>> start Records for processing
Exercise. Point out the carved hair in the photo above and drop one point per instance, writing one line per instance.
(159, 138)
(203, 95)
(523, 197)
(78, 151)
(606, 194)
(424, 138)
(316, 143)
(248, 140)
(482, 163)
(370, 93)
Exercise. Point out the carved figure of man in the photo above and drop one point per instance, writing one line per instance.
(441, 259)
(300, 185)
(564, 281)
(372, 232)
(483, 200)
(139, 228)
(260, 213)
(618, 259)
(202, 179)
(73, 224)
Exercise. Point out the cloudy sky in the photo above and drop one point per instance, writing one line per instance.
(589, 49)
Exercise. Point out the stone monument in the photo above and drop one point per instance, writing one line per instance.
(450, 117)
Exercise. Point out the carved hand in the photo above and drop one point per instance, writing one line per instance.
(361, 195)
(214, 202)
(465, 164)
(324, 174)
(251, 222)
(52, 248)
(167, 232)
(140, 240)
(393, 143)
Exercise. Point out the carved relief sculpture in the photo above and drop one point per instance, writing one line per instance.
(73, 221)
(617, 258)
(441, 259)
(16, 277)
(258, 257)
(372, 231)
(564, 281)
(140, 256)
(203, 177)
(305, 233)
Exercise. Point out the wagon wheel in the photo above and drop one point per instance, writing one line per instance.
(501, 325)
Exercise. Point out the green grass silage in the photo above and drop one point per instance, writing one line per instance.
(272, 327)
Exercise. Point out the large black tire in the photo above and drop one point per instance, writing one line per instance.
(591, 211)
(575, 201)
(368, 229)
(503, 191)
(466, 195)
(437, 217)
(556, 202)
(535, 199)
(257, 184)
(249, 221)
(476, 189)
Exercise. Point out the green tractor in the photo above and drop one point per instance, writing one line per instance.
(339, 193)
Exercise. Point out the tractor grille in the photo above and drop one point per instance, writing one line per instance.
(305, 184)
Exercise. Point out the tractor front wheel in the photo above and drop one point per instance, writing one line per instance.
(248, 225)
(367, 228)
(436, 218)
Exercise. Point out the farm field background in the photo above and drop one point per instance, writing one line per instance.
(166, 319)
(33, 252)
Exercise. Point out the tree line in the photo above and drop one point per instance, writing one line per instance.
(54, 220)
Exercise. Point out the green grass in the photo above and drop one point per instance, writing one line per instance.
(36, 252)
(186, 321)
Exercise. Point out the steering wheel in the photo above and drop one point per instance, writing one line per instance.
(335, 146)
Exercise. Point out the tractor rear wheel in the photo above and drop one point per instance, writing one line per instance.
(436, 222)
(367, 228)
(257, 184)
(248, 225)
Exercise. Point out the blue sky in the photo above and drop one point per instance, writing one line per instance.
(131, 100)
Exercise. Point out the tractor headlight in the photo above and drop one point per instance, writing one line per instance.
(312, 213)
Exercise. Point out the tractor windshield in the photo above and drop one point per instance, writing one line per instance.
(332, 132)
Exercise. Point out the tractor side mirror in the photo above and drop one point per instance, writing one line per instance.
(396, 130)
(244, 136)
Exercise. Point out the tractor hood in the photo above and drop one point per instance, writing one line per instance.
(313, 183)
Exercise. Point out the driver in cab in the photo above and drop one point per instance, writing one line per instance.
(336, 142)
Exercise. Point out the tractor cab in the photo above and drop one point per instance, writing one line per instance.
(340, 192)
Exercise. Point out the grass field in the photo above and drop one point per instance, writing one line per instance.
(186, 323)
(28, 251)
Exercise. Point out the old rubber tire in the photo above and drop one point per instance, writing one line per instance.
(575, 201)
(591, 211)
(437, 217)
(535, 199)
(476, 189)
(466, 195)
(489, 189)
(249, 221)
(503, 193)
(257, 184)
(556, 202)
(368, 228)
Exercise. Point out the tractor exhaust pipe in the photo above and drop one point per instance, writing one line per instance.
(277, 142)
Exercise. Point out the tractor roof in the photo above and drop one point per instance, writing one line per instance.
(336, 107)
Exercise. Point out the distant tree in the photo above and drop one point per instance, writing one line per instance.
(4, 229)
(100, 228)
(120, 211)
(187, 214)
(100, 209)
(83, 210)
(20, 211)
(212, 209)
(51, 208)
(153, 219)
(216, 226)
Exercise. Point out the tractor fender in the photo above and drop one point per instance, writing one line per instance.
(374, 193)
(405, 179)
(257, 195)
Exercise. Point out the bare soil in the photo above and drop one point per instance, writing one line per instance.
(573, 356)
>> end Records for processing
> _Task_: Copy every item above word for word, keeping each one as its own line in the original order.

> _Solved problem_:
Exercise. Point out the carved hair in the photo above and drop one point per instance, writing one line per instance.
(159, 138)
(203, 95)
(523, 197)
(78, 151)
(606, 194)
(424, 138)
(316, 143)
(248, 140)
(482, 163)
(370, 93)
Exercise. Point out the carved figure of man in the photo above and drop one point per instance, writing one line per instance.
(441, 259)
(300, 185)
(564, 281)
(372, 232)
(483, 200)
(139, 228)
(260, 213)
(618, 259)
(202, 179)
(73, 224)
Exercise. Point out the cloudy sky in the photo above and drop one point per instance, writing one line per instance.
(589, 49)
Exercise. Point out the stone monument in the photo above and drop one point per instance, writing one line per instance.
(450, 117)
Exercise. Point out the carved hand in the photo above and drop one point per instance, writing one line per instance.
(361, 195)
(214, 202)
(465, 164)
(324, 174)
(251, 222)
(52, 248)
(167, 232)
(140, 240)
(393, 143)
Exercise. Point out the carved relief sculpture in the photo above and drop one point per instance, writing one line per instance.
(73, 221)
(617, 258)
(441, 259)
(16, 277)
(258, 257)
(372, 231)
(564, 281)
(140, 256)
(203, 177)
(305, 233)
Exercise. Point out the wagon wheel in the photo above and drop one point per instance, writing one line per instance.
(501, 325)
Exercise. Point out the green grass silage in the photo above and drop one point per instance, writing one line per instance.
(272, 327)
Exercise. Point out the large black tire in the photo above and drop one point per instance, writing one line per instance.
(591, 211)
(575, 201)
(368, 229)
(503, 191)
(466, 195)
(437, 217)
(556, 202)
(535, 199)
(257, 184)
(249, 221)
(476, 189)
Exercise. Point out the green tractor in the photo above and drop one point per instance, writing one line per instance.
(339, 193)
Exercise. Point out the tractor grille in the photo above and drop one point per instance, writing one line per instance.
(305, 184)
Exercise. Point out the tractor front wheel in the photo above and drop one point per instance, writing one line per instance.
(248, 225)
(367, 228)
(436, 218)
Exercise. Point out the farm field background in the photo above and drop one point per instance, writing one line per instance.
(166, 319)
(33, 252)
Exercise. Point out the tree line in the photo above and drop one point per instance, writing one line per instance.
(54, 220)
Exercise. Point out the green grass in the photo above and drop one point per instance, writing one line per instance.
(36, 252)
(186, 321)
Exercise. Point out the steering wheel in the photo above and drop one point per instance, writing one line per instance.
(335, 146)
Exercise. Point out the tractor rear wheel in the photo above and drop one point per instance, writing one line per instance.
(436, 222)
(367, 228)
(257, 184)
(248, 225)
Exercise. Point out the blue sky in the photo above and drop one point per instance, writing one line per instance.
(131, 100)
Exercise. Point out the tractor headlight in the photo above and drop one point per instance, writing one line per instance.
(312, 213)
Exercise. Point out the tractor windshield in the photo above and drop one point per instance, writing one line per instance.
(332, 132)
Exercise. Point out the tractor side mirror in the photo above and drop one point per instance, writing one line per instance.
(396, 130)
(244, 136)
Exercise. Point out the tractor hood in the photo above and drop one point per instance, writing one line per instance.
(313, 183)
Exercise. Point out the driver in cab in the photo above and drop one point per instance, writing one line per instance.
(336, 142)
Exercise. Point out the tractor cab in the photo above and drop one point per instance, writing one line per instance.
(340, 192)
Exercise. Point out the grass field in the photo above and drop one point per instance, writing one line per instance.
(186, 323)
(28, 251)
Exercise. Point out the old rubber tire in the photo above and drop one point per instance, writing one line per instance.
(575, 201)
(591, 211)
(437, 217)
(535, 199)
(476, 189)
(466, 195)
(489, 189)
(249, 221)
(503, 193)
(257, 184)
(556, 202)
(368, 228)
Exercise. Point out the tractor exhaust pipe in the photo above and drop one point per instance, writing one line per instance.
(277, 142)
Exercise. Point out the tractor roof in the photo above and drop one point per instance, writing one line per instance.
(336, 107)
Exercise. Point out the distant tree in the photo above and drop one point per instance, writing one line per instance.
(4, 229)
(100, 228)
(120, 211)
(187, 214)
(100, 209)
(83, 210)
(20, 211)
(212, 209)
(51, 208)
(153, 219)
(216, 226)
Exercise. Point out the tractor fender in the photo above and drop one point per instance, writing one line per instance.
(374, 193)
(405, 179)
(257, 195)
Exercise. Point out the bare soil in the photo above and drop one point per instance, writing one line per instance.
(573, 356)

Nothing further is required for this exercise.